[Extracted items]
++++

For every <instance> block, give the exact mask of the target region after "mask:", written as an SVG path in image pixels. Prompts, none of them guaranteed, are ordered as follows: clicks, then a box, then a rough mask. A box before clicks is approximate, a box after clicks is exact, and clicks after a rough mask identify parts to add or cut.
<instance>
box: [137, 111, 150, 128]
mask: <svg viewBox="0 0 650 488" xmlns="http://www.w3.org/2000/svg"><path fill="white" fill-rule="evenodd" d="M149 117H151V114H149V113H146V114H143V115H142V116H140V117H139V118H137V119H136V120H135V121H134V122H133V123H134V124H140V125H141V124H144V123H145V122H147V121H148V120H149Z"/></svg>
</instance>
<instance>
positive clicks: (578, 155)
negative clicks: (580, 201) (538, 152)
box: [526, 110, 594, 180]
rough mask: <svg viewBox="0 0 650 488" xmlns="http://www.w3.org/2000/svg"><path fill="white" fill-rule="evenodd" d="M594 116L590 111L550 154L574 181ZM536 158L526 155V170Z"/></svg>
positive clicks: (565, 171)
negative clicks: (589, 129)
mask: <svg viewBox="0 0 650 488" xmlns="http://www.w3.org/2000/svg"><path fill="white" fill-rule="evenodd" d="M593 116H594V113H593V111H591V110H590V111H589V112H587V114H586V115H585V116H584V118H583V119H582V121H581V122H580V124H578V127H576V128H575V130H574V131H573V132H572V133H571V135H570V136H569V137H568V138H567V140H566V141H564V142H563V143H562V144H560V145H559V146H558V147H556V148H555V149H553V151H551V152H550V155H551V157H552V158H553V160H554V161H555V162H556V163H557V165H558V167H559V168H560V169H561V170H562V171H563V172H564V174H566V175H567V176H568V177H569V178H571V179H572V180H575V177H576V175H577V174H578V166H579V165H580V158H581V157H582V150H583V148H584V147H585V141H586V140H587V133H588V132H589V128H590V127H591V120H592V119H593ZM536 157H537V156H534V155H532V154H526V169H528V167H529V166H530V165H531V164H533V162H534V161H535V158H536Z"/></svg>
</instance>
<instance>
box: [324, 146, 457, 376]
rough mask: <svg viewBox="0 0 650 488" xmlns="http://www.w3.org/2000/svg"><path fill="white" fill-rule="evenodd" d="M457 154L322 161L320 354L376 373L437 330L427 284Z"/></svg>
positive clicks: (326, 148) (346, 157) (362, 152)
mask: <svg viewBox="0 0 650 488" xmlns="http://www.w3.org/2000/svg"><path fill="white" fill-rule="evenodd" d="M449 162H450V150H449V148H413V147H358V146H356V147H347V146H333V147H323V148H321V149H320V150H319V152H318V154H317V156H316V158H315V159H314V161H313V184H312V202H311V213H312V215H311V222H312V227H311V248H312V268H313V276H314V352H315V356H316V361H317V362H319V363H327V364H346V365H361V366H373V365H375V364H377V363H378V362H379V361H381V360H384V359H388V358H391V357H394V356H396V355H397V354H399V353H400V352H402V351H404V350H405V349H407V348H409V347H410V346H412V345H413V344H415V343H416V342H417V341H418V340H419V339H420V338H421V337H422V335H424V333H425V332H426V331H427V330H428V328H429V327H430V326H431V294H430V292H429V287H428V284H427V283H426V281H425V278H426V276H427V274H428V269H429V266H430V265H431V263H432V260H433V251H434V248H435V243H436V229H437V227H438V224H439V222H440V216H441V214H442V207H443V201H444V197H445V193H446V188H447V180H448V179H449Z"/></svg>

++++

■ Goal of the exercise:
Copy out every line of the items above, changing nothing.

■ Result of the task:
For every <instance> block, give the exact mask of the target region after "mask:", written as an SVG path in image pixels. Prompts, none of them guaranteed, are ordered as follows: clicks, then a box, then a rough mask. A box before clicks is approximate, a box after clicks is exact, and clicks after a rough mask identify parts to add or cut.
<instance>
box: [137, 111, 150, 128]
mask: <svg viewBox="0 0 650 488" xmlns="http://www.w3.org/2000/svg"><path fill="white" fill-rule="evenodd" d="M149 117H151V114H149V113H146V114H143V115H142V116H140V117H139V118H137V119H136V120H135V121H134V122H133V123H134V124H140V125H141V124H144V123H145V122H147V121H148V120H149Z"/></svg>
</instance>
<instance>
positive clicks: (578, 155)
negative clicks: (580, 201) (538, 152)
box: [526, 110, 594, 180]
rough mask: <svg viewBox="0 0 650 488" xmlns="http://www.w3.org/2000/svg"><path fill="white" fill-rule="evenodd" d="M594 116L590 111L550 154L574 181ZM536 158L526 155V170Z"/></svg>
positive clicks: (565, 171)
negative clicks: (589, 129)
mask: <svg viewBox="0 0 650 488" xmlns="http://www.w3.org/2000/svg"><path fill="white" fill-rule="evenodd" d="M593 116H594V113H593V111H591V110H590V111H589V112H587V114H586V115H585V116H584V118H583V119H582V121H581V122H580V124H578V127H576V128H575V130H574V131H573V132H572V133H571V135H570V136H569V137H568V138H567V140H566V141H564V142H563V143H562V144H560V145H559V146H558V147H556V148H555V149H553V151H551V152H550V155H551V157H552V158H553V160H554V161H555V162H556V163H557V165H558V167H559V168H560V169H561V170H562V171H563V172H564V174H566V175H567V176H568V177H569V178H571V179H572V180H575V177H576V175H577V174H578V166H579V165H580V158H581V157H582V150H583V148H584V147H585V141H586V140H587V133H588V132H589V128H590V127H591V120H592V119H593ZM536 157H537V156H534V155H532V154H526V169H528V167H529V166H530V165H531V164H533V162H534V161H535V158H536Z"/></svg>
</instance>
<instance>
box: [324, 146, 457, 376]
rough mask: <svg viewBox="0 0 650 488" xmlns="http://www.w3.org/2000/svg"><path fill="white" fill-rule="evenodd" d="M457 154L322 161L320 354L376 373L437 330L427 284Z"/></svg>
positive clicks: (326, 148) (346, 157) (362, 152)
mask: <svg viewBox="0 0 650 488" xmlns="http://www.w3.org/2000/svg"><path fill="white" fill-rule="evenodd" d="M449 162H450V150H449V148H413V147H358V146H356V147H347V146H333V147H323V148H321V149H320V150H319V152H318V154H317V156H316V158H315V159H314V161H313V184H312V202H311V213H312V215H311V222H312V227H311V248H312V268H313V276H314V352H315V356H316V361H317V362H319V363H327V364H346V365H361V366H373V365H375V364H377V363H378V362H379V361H381V360H384V359H388V358H391V357H394V356H396V355H397V354H399V353H400V352H402V351H404V350H405V349H407V348H409V347H410V346H412V345H413V344H415V343H416V342H417V341H418V340H419V339H420V338H421V337H422V335H424V333H425V332H426V331H427V330H428V328H429V327H430V326H431V294H430V292H429V287H428V284H427V283H426V281H425V278H426V276H427V274H428V269H429V266H430V265H431V263H432V260H433V251H434V248H435V243H436V229H437V227H438V224H439V222H440V216H441V214H442V207H443V201H444V197H445V193H446V188H447V180H448V179H449Z"/></svg>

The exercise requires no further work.